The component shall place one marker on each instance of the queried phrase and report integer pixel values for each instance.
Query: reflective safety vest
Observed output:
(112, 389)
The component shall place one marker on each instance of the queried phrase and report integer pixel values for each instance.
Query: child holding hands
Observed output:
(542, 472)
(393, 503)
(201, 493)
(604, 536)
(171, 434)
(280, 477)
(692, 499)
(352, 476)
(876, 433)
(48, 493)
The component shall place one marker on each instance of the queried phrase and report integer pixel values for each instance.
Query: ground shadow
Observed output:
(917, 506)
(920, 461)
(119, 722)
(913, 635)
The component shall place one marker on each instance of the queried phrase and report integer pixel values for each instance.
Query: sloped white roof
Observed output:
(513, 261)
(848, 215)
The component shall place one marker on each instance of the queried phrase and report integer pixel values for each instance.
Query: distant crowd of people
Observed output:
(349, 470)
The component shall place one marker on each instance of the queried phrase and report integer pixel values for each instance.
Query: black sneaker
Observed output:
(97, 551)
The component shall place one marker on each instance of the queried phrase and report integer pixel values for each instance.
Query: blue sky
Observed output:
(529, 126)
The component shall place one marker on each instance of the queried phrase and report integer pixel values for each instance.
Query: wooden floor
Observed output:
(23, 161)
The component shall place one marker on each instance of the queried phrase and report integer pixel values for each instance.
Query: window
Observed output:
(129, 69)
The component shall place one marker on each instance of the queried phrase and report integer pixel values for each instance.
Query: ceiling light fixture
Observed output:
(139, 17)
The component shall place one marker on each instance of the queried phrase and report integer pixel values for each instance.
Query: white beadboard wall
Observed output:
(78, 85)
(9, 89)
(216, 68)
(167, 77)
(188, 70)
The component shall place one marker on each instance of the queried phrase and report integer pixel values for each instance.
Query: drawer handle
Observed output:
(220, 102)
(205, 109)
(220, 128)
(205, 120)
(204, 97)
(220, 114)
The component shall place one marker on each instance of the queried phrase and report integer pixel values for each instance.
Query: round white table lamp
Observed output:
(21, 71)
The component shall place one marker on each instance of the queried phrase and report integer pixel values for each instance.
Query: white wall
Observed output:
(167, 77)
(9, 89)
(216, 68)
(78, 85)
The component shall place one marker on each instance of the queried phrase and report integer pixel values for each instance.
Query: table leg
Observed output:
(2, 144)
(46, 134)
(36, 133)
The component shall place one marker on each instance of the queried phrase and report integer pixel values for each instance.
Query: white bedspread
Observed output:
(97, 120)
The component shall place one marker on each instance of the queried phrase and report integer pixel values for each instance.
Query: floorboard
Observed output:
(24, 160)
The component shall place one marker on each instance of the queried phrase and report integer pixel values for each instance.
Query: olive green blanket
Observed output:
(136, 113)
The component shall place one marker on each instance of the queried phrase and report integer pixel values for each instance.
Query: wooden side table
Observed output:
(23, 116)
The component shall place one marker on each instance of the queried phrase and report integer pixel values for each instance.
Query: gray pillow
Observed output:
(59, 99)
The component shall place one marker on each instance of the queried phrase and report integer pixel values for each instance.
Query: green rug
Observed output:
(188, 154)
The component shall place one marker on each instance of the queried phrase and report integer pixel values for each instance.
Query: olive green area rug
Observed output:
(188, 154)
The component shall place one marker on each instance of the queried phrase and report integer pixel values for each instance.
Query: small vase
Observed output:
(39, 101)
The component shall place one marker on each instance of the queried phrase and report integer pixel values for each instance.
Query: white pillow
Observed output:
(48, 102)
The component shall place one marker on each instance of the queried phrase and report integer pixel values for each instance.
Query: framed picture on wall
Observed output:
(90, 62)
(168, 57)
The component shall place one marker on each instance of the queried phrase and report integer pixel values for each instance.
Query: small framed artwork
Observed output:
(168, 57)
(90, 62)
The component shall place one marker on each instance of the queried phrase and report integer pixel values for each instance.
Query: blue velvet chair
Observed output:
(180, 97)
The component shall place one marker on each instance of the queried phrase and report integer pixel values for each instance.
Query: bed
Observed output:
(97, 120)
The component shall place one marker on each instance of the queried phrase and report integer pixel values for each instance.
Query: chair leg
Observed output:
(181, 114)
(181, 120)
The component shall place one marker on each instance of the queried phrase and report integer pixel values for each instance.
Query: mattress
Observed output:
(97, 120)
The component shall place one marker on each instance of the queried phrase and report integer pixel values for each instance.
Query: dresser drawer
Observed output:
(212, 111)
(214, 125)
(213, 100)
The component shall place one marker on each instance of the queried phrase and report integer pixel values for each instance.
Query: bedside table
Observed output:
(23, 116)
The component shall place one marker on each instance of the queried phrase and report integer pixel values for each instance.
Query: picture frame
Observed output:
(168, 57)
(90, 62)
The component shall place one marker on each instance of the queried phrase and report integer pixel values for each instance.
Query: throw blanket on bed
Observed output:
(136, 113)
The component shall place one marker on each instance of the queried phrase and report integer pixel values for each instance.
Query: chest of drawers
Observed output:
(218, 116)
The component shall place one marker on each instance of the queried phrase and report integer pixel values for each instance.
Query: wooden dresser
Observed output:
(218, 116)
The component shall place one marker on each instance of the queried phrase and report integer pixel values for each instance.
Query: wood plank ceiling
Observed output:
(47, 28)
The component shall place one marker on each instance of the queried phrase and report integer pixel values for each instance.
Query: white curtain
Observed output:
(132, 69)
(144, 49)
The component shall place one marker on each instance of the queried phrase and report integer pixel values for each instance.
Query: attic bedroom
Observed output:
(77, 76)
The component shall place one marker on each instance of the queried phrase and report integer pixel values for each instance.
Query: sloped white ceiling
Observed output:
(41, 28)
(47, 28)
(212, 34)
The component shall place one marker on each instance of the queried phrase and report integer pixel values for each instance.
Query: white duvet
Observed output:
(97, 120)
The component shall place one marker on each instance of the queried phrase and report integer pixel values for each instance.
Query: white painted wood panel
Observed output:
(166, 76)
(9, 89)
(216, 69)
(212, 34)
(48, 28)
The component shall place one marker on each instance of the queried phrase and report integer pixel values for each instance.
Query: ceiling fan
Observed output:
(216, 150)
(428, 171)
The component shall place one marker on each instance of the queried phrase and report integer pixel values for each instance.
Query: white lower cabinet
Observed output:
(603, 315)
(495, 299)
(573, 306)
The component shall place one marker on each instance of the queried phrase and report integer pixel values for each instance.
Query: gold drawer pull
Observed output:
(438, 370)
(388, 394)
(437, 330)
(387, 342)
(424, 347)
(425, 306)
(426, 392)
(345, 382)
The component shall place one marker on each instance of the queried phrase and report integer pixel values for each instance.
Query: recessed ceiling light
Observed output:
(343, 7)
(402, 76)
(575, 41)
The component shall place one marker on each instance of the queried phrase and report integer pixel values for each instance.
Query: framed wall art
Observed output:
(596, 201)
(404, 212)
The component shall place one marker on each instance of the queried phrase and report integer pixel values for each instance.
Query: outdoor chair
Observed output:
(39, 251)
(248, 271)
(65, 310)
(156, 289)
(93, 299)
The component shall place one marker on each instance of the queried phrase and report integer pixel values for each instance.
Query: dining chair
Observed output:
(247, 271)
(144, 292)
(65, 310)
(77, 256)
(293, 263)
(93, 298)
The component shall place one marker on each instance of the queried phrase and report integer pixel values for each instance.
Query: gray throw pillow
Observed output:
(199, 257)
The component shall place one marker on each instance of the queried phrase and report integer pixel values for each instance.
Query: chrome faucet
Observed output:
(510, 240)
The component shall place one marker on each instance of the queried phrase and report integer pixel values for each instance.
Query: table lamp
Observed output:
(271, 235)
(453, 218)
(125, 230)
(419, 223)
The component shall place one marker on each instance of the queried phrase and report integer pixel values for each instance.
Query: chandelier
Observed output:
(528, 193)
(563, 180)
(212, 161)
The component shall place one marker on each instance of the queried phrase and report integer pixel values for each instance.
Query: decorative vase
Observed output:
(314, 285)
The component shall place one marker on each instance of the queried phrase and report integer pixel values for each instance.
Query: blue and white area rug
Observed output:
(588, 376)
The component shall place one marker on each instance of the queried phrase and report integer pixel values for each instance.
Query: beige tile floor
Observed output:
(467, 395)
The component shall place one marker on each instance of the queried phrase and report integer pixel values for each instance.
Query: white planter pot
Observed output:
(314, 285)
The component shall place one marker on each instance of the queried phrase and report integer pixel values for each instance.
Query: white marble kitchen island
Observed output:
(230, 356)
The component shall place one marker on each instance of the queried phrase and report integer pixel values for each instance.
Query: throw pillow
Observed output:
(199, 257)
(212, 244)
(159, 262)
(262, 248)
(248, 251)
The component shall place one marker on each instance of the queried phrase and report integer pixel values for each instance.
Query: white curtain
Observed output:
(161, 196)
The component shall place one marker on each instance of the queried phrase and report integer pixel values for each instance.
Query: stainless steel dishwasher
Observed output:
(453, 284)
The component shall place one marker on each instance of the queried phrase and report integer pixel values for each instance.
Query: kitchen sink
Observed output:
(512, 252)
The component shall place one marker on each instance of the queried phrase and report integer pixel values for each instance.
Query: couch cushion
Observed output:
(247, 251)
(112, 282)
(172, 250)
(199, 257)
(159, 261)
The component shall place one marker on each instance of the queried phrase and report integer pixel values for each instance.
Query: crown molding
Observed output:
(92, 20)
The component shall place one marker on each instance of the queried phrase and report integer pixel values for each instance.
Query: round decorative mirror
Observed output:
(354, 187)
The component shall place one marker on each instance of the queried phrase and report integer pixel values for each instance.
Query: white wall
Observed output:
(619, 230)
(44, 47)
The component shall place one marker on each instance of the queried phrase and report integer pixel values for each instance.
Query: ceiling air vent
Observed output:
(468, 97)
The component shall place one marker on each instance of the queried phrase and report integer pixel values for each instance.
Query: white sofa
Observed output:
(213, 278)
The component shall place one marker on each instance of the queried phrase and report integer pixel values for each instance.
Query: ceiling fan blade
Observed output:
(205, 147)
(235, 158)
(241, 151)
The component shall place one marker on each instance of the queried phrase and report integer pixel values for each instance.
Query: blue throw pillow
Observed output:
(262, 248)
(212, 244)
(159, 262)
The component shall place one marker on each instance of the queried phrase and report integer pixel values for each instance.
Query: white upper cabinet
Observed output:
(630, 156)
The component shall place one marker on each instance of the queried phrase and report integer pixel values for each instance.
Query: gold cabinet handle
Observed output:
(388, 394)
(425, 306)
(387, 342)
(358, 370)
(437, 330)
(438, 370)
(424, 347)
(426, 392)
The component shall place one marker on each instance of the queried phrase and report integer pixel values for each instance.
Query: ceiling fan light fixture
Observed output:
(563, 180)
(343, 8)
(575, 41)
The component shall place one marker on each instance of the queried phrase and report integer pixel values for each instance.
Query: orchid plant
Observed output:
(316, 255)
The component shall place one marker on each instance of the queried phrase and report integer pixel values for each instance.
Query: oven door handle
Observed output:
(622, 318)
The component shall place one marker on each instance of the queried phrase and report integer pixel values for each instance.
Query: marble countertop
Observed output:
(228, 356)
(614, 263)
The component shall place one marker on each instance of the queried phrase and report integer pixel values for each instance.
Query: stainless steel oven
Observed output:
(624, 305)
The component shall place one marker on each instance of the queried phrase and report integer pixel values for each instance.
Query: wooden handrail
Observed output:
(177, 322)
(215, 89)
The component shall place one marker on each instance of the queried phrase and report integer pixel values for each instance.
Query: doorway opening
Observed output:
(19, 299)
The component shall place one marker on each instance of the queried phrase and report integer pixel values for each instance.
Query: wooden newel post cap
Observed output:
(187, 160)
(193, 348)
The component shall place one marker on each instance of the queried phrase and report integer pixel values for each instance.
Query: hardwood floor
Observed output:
------------------------
**WORK INSTRUCTIONS**
Reproduce exactly, and with no other material, the lines between those holding "Query: kitchen sink" and "Query: round decorative mirror", inclusive.

**OUTPUT BELOW**
Query: kitchen sink
Observed output:
(512, 252)
The component shall place one marker on each instance of the queried phrase and report integer pixel values for each instance.
Query: couch cushion
Observed output:
(247, 251)
(112, 282)
(172, 250)
(199, 257)
(159, 261)
The component shall place one marker on each instance of the queried phrase and report integer pixel values for each instance.
Query: crown molding
Observed output:
(92, 20)
The component shall place one marker on each instance of the queried phrase and report integer pixel values for each instance.
Query: round decorative mirror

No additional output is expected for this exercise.